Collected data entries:

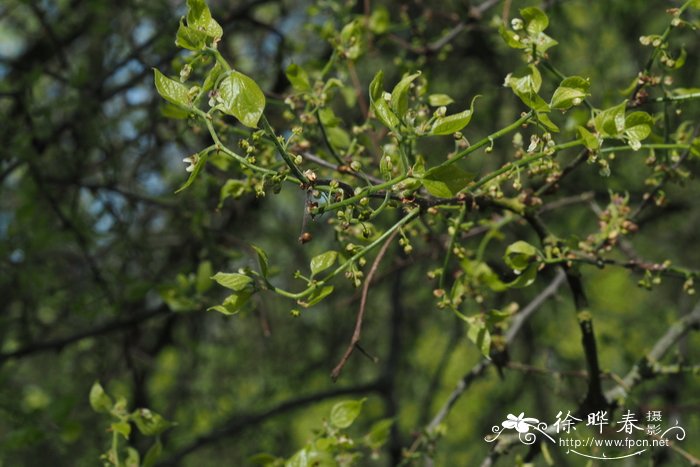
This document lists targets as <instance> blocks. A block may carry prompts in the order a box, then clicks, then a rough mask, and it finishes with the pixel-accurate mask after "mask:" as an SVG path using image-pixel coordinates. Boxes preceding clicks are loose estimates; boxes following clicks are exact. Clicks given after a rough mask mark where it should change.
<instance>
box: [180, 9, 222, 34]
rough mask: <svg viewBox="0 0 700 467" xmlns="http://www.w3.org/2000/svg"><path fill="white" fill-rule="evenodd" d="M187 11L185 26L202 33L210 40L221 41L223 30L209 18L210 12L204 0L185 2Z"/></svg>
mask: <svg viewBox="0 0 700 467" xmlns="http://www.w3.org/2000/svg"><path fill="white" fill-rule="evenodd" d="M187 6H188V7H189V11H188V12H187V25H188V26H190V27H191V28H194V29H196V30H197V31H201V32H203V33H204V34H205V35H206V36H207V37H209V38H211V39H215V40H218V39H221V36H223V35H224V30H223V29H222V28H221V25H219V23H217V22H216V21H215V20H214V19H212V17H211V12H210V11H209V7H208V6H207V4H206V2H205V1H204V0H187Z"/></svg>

▶ Task directions:
Leave the pictures out and output the rest of the data word for word.

▶ Exercise result:
This document lists targets as <instance> blocks. A block may carry prompts in the order a box, then clicks, then a rough mask, and it finishes with the pixel-accurate mask after "mask:" as an SVG path using image-pixel coordinates. Boxes preceding clicks are loose estimates; boxes following clicks are exact. Clicks given after a rough mask mark where it should change.
<instance>
box: [180, 9, 222, 34]
rough mask: <svg viewBox="0 0 700 467" xmlns="http://www.w3.org/2000/svg"><path fill="white" fill-rule="evenodd" d="M187 11L185 26L202 33L210 40L221 41L223 30L209 18L210 12L204 0L185 2Z"/></svg>
mask: <svg viewBox="0 0 700 467" xmlns="http://www.w3.org/2000/svg"><path fill="white" fill-rule="evenodd" d="M187 6H188V7H189V11H188V12H187V25H188V26H190V27H191V28H194V29H196V30H197V31H201V32H203V33H204V34H205V35H206V36H207V37H209V38H211V39H215V40H218V39H221V36H223V35H224V30H223V29H222V28H221V25H219V23H217V22H216V21H215V20H214V19H212V17H211V12H210V11H209V7H208V6H207V4H206V2H205V1H204V0H187Z"/></svg>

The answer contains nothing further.